Aufgabe :: Was enthält laut Tarnsocke im Forenthread über die verschenkten Steam-Keys das Nosgoth Founders - Warlord Pack?

Auswahl ::
>>>>>
# Steam-Keys Square Enix Weihnachtsüberraschung zu verschenken



## Tarnsocke (20. Dezember 2014)

*Steam-Keys Square Enix Weihnachtsüberraschung zu verschenken*

_Hi,
ich verschenke 3 der Steam-Keys aus der Square Enix Weihnachtsüberraschung, nämlich von folgenden Spielen:
*---------------------------------------
**---------------------------------------
**---------------------------------------
*_
Wer zuerst komm malt zuerst... so einfach ist das 


[Edit]

Deus Ex - The Fall -* ist weg !
*Nosgoth Founders - Warlord Pack  -* ist weg !
*Lara Croft and The Guardian of Light -* ist weg !

Alle Keys sind weg, der Drops ist gelutscht *


----------



## sauerlandboy79 (20. Dezember 2014)

*Deus Ex - The Fall *würde sich gut in meiner Bibliothek machen.

Also... Wenn ich darf, dann... Dürfte ich es haben? 

Edit:
Herzlichstens Dank fürs unerwartete Weihnachtsgeschenk.


----------



## Tarnsocke (20. Dezember 2014)

Hauptsache du hast Spaß damit


----------



## Darkdestination (21. Dezember 2014)

Kurze Frage: Ist das *Nosgoth Founders - Warlord Pack *nur ein DLC oder ist auch das Hauptgame enthalten?^^ Wenns mit Hauptgame ist würde ich mich super darüber freuen.

Edit:
Herzlichen Dank :3


----------



## Tarnsocke (21. Dezember 2014)

Darkdestination schrieb:


> Kurze Frage: Ist das *Nosgoth Founders - Warlord Pack *nur ein DLC oder ist auch das Hauptgame enthalten?^^ Wenns mit Hauptgame ist würde ich mich super darüber freuen.



Ist halt Access zu dem Spiel und noch einige [Ingame]Gegenstände, und eine Friend-Invite.

Key geht an dich raus...


----------



## Typhalt (21. Dezember 2014)

Kann man das Spiel Lara Croft and The Guardian of Light noch bekommen? Würde mich freuen, wenn ich es bekommenkönnte 

EDIT: Vielen Dank


----------



## Tarnsocke (21. Dezember 2014)

Typhalt schrieb:


> Kann man das Spiel Lara Croft and The Guardian of Light noch bekommen? Würde mich freuen, wenn ich es bekommenkönnte




Key ist raus, viel Spaß dir


----------
<<<<<
Zeilen aus einem Datensatz:
>>>>>
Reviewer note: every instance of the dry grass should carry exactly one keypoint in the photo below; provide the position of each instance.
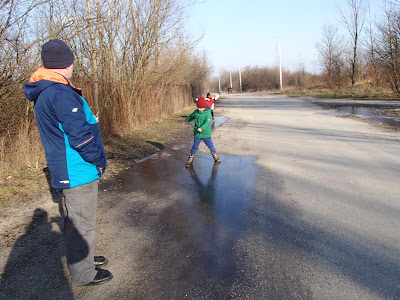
(22, 167)
(359, 93)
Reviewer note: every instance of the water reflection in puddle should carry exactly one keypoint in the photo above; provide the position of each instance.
(211, 215)
(369, 113)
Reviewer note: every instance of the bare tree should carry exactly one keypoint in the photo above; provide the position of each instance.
(353, 18)
(387, 44)
(330, 51)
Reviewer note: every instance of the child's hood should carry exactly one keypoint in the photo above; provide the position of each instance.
(40, 80)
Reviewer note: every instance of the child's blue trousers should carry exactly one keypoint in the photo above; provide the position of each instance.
(206, 141)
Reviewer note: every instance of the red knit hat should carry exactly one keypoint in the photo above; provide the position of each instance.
(201, 102)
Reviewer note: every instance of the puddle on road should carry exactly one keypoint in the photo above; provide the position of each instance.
(210, 214)
(368, 113)
(207, 222)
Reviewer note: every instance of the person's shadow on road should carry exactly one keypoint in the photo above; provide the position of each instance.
(206, 193)
(35, 268)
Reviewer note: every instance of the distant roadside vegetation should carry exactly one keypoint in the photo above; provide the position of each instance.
(358, 57)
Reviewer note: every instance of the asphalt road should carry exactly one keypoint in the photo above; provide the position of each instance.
(305, 205)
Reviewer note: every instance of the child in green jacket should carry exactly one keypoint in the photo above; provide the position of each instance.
(202, 130)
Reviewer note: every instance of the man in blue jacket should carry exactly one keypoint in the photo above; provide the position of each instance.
(75, 156)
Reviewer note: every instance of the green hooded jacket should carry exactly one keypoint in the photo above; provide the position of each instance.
(202, 119)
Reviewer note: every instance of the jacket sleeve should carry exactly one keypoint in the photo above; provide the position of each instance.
(190, 117)
(82, 136)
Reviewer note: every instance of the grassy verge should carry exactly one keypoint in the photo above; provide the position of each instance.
(19, 184)
(357, 94)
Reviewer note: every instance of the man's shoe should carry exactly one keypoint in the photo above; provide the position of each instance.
(102, 276)
(100, 261)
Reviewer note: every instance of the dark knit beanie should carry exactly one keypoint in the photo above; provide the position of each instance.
(201, 103)
(57, 55)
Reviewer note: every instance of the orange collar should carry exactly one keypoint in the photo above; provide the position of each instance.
(48, 74)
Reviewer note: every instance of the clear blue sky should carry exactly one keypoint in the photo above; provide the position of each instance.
(238, 33)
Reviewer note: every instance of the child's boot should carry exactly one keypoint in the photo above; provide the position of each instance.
(190, 161)
(216, 157)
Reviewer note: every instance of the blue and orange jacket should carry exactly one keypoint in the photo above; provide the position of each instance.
(68, 129)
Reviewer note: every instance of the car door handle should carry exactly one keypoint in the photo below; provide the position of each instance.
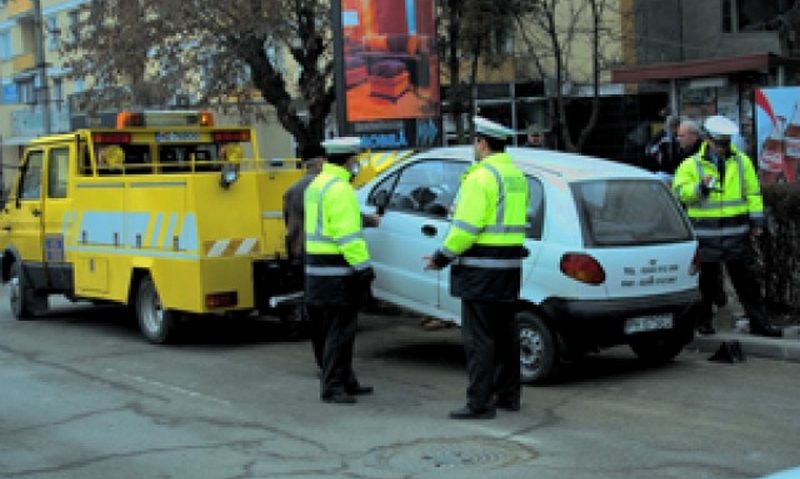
(429, 230)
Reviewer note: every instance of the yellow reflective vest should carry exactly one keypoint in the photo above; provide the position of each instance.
(722, 216)
(487, 233)
(335, 248)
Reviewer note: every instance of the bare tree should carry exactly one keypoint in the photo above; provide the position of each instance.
(228, 52)
(470, 28)
(553, 30)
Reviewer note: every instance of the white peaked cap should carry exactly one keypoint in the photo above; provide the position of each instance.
(719, 126)
(342, 146)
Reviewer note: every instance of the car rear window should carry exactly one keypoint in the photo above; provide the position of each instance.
(629, 212)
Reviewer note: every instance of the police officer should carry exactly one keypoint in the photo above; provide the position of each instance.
(721, 192)
(485, 246)
(338, 272)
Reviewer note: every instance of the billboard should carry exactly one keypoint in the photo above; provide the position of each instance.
(777, 120)
(387, 69)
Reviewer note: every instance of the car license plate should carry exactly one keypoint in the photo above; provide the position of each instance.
(648, 323)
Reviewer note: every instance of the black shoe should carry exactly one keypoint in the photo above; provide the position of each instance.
(706, 329)
(512, 405)
(339, 398)
(467, 412)
(767, 331)
(360, 390)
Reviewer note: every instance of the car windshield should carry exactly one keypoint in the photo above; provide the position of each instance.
(627, 212)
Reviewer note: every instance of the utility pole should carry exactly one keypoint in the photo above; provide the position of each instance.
(43, 96)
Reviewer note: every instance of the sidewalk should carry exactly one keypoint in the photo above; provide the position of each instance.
(786, 348)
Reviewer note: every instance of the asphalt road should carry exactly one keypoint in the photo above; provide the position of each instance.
(83, 396)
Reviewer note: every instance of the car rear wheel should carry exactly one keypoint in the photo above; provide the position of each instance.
(661, 347)
(156, 323)
(538, 352)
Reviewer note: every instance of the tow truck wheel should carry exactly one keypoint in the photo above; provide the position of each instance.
(538, 354)
(157, 324)
(17, 294)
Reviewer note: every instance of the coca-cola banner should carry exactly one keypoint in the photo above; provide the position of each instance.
(777, 112)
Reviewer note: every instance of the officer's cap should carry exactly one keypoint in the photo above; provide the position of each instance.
(491, 129)
(720, 128)
(348, 145)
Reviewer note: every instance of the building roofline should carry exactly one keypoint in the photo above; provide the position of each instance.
(699, 68)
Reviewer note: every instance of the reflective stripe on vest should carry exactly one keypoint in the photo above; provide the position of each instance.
(498, 227)
(489, 263)
(742, 201)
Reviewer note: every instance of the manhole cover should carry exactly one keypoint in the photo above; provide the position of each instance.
(432, 454)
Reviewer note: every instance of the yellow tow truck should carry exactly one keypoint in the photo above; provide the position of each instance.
(166, 213)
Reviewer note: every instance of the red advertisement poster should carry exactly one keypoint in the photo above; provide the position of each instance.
(390, 60)
(778, 133)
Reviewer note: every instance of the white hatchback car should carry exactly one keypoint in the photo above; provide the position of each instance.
(613, 258)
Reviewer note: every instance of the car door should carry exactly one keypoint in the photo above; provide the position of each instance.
(414, 223)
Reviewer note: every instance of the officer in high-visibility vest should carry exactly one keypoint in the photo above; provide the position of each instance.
<<<<<
Ausgabe :: Zugang zum Spiel, einige Ingame-Gegenstände und eine Friend-Invite.